* _YOUR TASK_: Repeat the data below word for word.

* _RECORDS SUPPLIED_:

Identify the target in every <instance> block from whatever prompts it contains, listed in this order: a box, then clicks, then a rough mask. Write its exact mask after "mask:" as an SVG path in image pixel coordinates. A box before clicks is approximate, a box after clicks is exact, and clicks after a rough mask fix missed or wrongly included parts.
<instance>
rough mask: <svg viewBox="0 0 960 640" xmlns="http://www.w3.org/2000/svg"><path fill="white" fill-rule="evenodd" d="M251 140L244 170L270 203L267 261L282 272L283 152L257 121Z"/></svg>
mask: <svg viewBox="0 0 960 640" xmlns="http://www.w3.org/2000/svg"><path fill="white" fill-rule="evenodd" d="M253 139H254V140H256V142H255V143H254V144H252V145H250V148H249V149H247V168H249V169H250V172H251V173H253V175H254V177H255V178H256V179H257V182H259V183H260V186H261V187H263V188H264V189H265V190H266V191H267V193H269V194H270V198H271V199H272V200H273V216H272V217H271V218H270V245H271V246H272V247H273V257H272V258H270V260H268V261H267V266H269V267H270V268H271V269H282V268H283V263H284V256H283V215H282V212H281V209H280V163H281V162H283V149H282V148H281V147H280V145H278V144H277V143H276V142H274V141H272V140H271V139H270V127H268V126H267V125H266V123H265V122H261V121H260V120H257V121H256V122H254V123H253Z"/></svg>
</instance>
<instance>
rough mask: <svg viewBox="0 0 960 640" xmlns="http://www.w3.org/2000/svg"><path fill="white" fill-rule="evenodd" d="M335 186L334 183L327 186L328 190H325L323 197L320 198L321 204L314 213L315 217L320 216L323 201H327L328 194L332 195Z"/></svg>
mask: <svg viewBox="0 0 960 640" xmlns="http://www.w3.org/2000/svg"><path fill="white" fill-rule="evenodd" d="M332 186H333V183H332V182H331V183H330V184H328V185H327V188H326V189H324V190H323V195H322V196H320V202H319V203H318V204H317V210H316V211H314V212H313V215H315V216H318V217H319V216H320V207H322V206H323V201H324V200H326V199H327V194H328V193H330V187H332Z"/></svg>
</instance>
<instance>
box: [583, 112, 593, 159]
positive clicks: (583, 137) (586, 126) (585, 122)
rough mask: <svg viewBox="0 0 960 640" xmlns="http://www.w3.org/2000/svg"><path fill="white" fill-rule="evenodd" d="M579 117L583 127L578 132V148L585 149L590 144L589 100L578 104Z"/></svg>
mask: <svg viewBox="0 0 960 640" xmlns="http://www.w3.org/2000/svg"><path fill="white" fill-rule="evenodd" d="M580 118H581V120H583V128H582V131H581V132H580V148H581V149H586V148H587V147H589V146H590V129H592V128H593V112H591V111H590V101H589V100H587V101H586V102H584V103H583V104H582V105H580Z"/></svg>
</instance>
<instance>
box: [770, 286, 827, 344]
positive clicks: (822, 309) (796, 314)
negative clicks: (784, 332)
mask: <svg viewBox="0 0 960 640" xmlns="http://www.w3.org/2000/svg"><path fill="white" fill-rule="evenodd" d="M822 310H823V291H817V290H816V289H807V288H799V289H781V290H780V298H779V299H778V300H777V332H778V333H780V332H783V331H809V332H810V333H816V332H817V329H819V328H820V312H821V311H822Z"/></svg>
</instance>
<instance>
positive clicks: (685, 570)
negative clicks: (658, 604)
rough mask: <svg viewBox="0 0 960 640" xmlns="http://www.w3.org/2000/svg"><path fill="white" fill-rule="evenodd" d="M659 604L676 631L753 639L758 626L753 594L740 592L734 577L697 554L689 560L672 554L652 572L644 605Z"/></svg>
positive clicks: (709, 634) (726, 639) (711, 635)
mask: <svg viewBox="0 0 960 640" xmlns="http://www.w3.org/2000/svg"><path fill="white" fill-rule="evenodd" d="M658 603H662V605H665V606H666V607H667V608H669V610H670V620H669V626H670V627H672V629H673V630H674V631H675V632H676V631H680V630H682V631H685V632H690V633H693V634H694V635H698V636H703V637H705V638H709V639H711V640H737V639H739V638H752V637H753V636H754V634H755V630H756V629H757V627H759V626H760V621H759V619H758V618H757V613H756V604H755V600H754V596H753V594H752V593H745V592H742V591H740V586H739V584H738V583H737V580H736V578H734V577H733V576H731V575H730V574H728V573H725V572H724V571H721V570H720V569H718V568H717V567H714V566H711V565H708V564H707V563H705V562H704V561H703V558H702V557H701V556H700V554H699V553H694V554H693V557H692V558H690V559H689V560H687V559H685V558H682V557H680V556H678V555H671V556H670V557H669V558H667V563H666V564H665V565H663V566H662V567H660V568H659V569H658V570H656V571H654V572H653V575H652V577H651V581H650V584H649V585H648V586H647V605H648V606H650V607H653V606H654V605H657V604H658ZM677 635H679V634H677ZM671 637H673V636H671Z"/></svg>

* _THE ANSWER_:
Identify the target in every <instance> block from whatever prompts it contains, listed in this order: a box, then clicks, then a rough mask. Write its exact mask after "mask:" as an SVG path in image pixel coordinates. A box before clicks is approximate, a box after clicks is exact, and clicks after a rough mask fix missed or wrongly included parts.
<instance>
rough mask: <svg viewBox="0 0 960 640" xmlns="http://www.w3.org/2000/svg"><path fill="white" fill-rule="evenodd" d="M251 140L244 170L270 203L267 261L282 272L283 152L257 121Z"/></svg>
mask: <svg viewBox="0 0 960 640" xmlns="http://www.w3.org/2000/svg"><path fill="white" fill-rule="evenodd" d="M253 139H254V140H256V142H255V143H254V144H252V145H250V148H249V149H247V168H249V169H250V172H251V173H253V175H254V177H255V178H256V179H257V182H259V183H260V186H261V187H263V188H264V189H265V190H266V191H267V193H269V194H270V198H271V199H272V200H273V216H272V217H271V218H270V245H271V246H272V247H273V257H272V258H270V260H268V261H267V266H269V267H270V268H271V269H282V268H283V263H284V256H283V215H282V212H281V209H280V163H281V162H283V149H282V148H281V147H280V145H278V144H277V143H276V142H274V141H272V140H271V139H270V127H268V126H267V125H266V123H265V122H261V121H260V120H257V121H256V122H254V123H253Z"/></svg>
</instance>
<instance>
rough mask: <svg viewBox="0 0 960 640" xmlns="http://www.w3.org/2000/svg"><path fill="white" fill-rule="evenodd" d="M335 186L334 183L327 186L328 190H325L323 197L320 198L321 204L314 213L315 217L320 216L323 201H327L328 194L332 195Z"/></svg>
mask: <svg viewBox="0 0 960 640" xmlns="http://www.w3.org/2000/svg"><path fill="white" fill-rule="evenodd" d="M332 186H333V183H332V182H331V183H330V184H328V185H327V188H326V189H324V190H323V195H322V196H320V202H319V203H318V204H317V210H316V211H314V212H313V215H315V216H318V217H319V216H320V207H322V206H323V201H324V200H326V199H327V194H328V193H330V187H332Z"/></svg>
</instance>
<instance>
box: [583, 112, 593, 159]
positive clicks: (583, 137) (586, 126) (585, 122)
rough mask: <svg viewBox="0 0 960 640" xmlns="http://www.w3.org/2000/svg"><path fill="white" fill-rule="evenodd" d="M579 117L583 127L578 132V148L585 149L590 144L589 100L578 104Z"/></svg>
mask: <svg viewBox="0 0 960 640" xmlns="http://www.w3.org/2000/svg"><path fill="white" fill-rule="evenodd" d="M580 118H581V120H583V128H582V131H581V132H580V148H581V149H586V148H587V147H589V146H590V129H592V128H593V112H591V111H590V101H589V100H587V101H586V102H584V103H583V104H582V105H580Z"/></svg>
</instance>
<instance>
box: [770, 286, 827, 344]
positive clicks: (822, 309) (796, 314)
negative clicks: (784, 332)
mask: <svg viewBox="0 0 960 640" xmlns="http://www.w3.org/2000/svg"><path fill="white" fill-rule="evenodd" d="M822 310H823V291H817V290H816V289H807V288H799V289H781V290H780V298H779V299H778V300H777V332H778V333H780V332H783V331H809V332H810V333H816V332H817V329H819V328H820V312H821V311H822Z"/></svg>
</instance>
<instance>
positive clicks: (685, 570)
negative clicks: (658, 604)
rough mask: <svg viewBox="0 0 960 640" xmlns="http://www.w3.org/2000/svg"><path fill="white" fill-rule="evenodd" d="M659 604L676 631L753 639L758 626L753 594L740 592L734 577L697 554L689 560L672 554L652 572L644 605Z"/></svg>
positive clicks: (709, 634) (726, 639) (711, 635)
mask: <svg viewBox="0 0 960 640" xmlns="http://www.w3.org/2000/svg"><path fill="white" fill-rule="evenodd" d="M658 603H662V605H665V606H666V607H667V608H669V610H670V620H669V626H670V627H672V629H673V630H674V631H675V632H676V631H680V630H682V631H685V632H690V633H693V634H694V635H698V636H703V637H705V638H709V639H711V640H737V639H739V638H752V637H753V636H754V634H755V630H756V629H757V627H759V626H760V621H759V619H758V618H757V613H756V604H755V600H754V596H753V594H752V593H745V592H742V591H740V586H739V584H738V583H737V580H736V578H734V577H733V576H731V575H730V574H728V573H725V572H724V571H721V570H720V569H718V568H717V567H714V566H711V565H708V564H707V563H705V562H704V561H703V558H702V557H701V556H700V554H699V553H694V554H693V557H692V558H690V559H689V560H687V559H685V558H682V557H680V556H678V555H671V556H670V557H669V558H667V563H666V564H665V565H663V566H662V567H660V568H659V569H658V570H656V571H654V572H653V575H652V577H651V581H650V584H649V585H648V586H647V605H648V606H650V607H653V606H654V605H657V604H658ZM677 635H679V634H677ZM671 637H673V636H671Z"/></svg>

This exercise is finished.